Saturday, January 26, 2019

Friday: multiple big breaking news stories

Friday was a big day for news -- two huge breaking stories -- Roger Stone's indictment and ending the shutdown.   There's also news from Thursday that needs some digesting.  So this is a day for multiple short takes.

1.   Government re-opened.  On the 35th day of the longest government shutdown ever, a deal was reached between President Trump and congressional leaders to fund -- and thus to re-open -- the federal government on a "continuing resolution" for three weeks, until February 15th.
   Friday had brought a new sense of urgency, culminating with the air traffic controllers union putting out a statement saying that they were concerned about air safety due to reduced staff showing up for work.
   With some skillful negotiating between Chuck Schumer and Mitch McConnell -- and keeping Nancy Peolsi and Donald Trump in the background -- a deal was agreed to by all parties that will:   (1) fund government until 2/15 without including any money for a border wall;  (2)  form a bipartisan committee to negotiate funding for homeland security;  (3)  if no deal is reached by 2/15, either another shutdown can occur or President Trump can declare a national emergency.
   Or, as one MSNBC commentator suggested, they could just pass a budget without border wall funding and pretend it all never happened.   That, of course, would require Trump to accept permanent defeat, after having to swallow the two big defeats this week:  (a) having to bow to the public pressure to end the shutdown and (b) being schooled by Nancy Pelosi in the meaning of the word "No" regarding giving the State of the Union speech in the House chambers.

2.   Roger Stone indicted.   Long-time political adviser to Donald Trump, political operative Roger Stone has been indicted by Robert Mueller on seven felony counts including obstruction of justice, making false statements to congress, and witness tampering.   This relates mostly to Stone's communicating with and about the Wikileaks release of the Russia-hacked emails from the DNC and Clinton campaign.    Mueller used the indictment, once again, to spell out in some detail what evidence he has, including email communications between Stone and at least one senior member of the Trump campaign, as well as more marginal advisers and operatives connected with the campaign.
   So, assuming that Mueller has much more than he actually put in the indictment, this may very well be the link that shows the Trump campaign's involvement in conspiracy with Russia to influence the election of Donald Trump.  At least it's the first publicly known evidence of a specific contact between someone from the Trump campaign and Russia, with Roger Stone and Wikileaks as the intermediaries.
   Stone is defiant in his denial, as well as his declaration that he "will never testify against President Trump."    This remains to be seen, but it also raises questions about whether he has been promised a pardon.   As a guest on "All In With Chris Hayes" on MSNBC, however, pointed out, if Trump pardons him, Stone can then be forced to testify fully.   If you've been pardoned, you can't then take the 5th amendment to avoid self-incrimination, nor can you be given immunity to testify.   So at least Trump can't pardon him without the risk of Roger having to tell all he knows about Trump.

3.   Security clearance scandal at White House.   News broke on Thursday about security clearances at the White House.   It started with reporters staying on the story of why it took so long for Jared Kushner to get his security clearance.   It is now revealed that Kushner had to amend his original security application 40 times, because he initially had reported that he had no foreign contacts, but eventually revealed that he had 40, as well as extensive business dealings with foreign individuals and banks, as well as frequent foreign travel --- all of which should have been reported initially.

* Rows *
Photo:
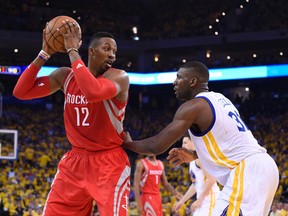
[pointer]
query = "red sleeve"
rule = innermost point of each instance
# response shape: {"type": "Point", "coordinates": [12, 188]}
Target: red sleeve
{"type": "Point", "coordinates": [29, 86]}
{"type": "Point", "coordinates": [94, 89]}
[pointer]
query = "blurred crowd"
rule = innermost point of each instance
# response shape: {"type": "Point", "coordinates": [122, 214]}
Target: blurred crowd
{"type": "Point", "coordinates": [159, 19]}
{"type": "Point", "coordinates": [25, 182]}
{"type": "Point", "coordinates": [164, 19]}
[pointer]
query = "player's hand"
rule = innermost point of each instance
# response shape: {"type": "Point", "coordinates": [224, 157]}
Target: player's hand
{"type": "Point", "coordinates": [195, 205]}
{"type": "Point", "coordinates": [45, 45]}
{"type": "Point", "coordinates": [72, 38]}
{"type": "Point", "coordinates": [178, 156]}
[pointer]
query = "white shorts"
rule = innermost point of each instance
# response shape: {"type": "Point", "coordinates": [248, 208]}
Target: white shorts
{"type": "Point", "coordinates": [207, 205]}
{"type": "Point", "coordinates": [250, 188]}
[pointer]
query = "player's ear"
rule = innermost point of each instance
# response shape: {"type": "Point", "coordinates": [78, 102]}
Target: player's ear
{"type": "Point", "coordinates": [193, 81]}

* Exercises to complete *
(1) For each statement, say yes or no for whether it agrees with the news post, and quote the deciding words: (a) The deal funds the government until February 15th. (b) The deal includes money for a border wall. (c) Roger Stone was indicted on five felony counts.
(2) From the news post, extract the passage from "2.   Roger Stone" up to and including "with the campaign.".
The data above is separate material from the news post.

* Solutions to the exercise *
(1)
(a) Yes: "until February 15th"
(b) No: "without including any money for a border wall"
(c) No: "indicted by Robert Mueller on seven felony counts"

(2)
2.   Roger Stone indicted.   Long-time political adviser to Donald Trump, political operative Roger Stone has been indicted by Robert Mueller on seven felony counts including obstruction of justice, making false statements to congress, and witness tampering.   This relates mostly to Stone's communicating with and about the Wikileaks release of the Russia-hacked emails from the DNC and Clinton campaign.    Mueller used the indictment, once again, to spell out in some detail what evidence he has, including email communications between Stone and at least one senior member of the Trump campaign, as well as more marginal advisers and operatives connected with the campaign.